*Data records:*

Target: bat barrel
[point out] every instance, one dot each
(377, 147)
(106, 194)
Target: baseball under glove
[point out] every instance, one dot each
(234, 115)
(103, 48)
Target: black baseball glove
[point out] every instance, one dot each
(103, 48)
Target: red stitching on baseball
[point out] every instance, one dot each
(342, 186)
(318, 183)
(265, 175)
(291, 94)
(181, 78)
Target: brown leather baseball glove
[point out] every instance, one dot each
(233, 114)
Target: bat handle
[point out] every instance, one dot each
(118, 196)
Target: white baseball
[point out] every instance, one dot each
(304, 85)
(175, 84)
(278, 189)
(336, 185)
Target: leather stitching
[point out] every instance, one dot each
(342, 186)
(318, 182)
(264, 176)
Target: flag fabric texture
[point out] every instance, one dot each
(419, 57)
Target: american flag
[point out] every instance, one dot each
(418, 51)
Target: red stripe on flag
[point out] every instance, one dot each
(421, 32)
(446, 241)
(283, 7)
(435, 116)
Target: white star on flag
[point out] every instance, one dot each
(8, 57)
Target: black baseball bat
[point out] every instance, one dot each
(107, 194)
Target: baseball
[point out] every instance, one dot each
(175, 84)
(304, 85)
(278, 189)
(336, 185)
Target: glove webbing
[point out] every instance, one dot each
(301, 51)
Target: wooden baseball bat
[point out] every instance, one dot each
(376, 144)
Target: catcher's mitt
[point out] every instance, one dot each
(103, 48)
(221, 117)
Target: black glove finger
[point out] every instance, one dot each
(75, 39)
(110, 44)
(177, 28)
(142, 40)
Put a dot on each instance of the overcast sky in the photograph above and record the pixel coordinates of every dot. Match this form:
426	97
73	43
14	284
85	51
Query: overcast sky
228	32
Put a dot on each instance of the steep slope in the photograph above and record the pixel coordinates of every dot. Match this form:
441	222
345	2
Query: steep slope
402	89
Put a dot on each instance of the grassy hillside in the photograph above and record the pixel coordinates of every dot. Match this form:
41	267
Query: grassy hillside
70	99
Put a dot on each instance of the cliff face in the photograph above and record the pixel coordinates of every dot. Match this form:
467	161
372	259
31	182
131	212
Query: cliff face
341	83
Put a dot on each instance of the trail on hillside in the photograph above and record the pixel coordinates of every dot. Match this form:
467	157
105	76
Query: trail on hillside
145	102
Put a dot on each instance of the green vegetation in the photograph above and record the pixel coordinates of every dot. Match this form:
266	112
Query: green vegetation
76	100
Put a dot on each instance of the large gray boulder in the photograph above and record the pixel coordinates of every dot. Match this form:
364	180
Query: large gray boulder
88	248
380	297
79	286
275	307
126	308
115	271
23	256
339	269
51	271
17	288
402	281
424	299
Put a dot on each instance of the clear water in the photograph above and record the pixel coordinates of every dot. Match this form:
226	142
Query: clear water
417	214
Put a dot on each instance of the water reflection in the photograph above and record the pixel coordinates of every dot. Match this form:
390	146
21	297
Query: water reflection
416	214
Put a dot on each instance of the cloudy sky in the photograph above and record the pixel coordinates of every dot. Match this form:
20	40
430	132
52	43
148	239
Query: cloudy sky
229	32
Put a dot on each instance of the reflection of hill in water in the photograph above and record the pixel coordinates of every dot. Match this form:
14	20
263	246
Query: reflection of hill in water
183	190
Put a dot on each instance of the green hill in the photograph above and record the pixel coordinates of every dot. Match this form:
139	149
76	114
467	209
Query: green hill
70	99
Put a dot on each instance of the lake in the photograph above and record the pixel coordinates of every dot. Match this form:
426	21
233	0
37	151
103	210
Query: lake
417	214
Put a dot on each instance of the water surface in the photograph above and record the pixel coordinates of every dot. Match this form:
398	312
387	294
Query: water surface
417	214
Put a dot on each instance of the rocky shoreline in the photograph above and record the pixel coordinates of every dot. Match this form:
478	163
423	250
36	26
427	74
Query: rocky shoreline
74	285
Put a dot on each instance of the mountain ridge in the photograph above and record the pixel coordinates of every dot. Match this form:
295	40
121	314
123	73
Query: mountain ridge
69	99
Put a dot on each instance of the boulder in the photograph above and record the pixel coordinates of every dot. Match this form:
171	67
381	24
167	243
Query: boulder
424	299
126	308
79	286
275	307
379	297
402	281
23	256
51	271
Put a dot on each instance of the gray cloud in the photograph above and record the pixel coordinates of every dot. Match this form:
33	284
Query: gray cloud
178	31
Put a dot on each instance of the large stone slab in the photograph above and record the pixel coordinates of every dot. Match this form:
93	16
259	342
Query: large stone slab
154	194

*AIM OF THE TASK:* Where the word "white" shows up in a line of the entries above, copy that line.

*ANSWER BOX:*
Target: white baseball
Target: white star on flag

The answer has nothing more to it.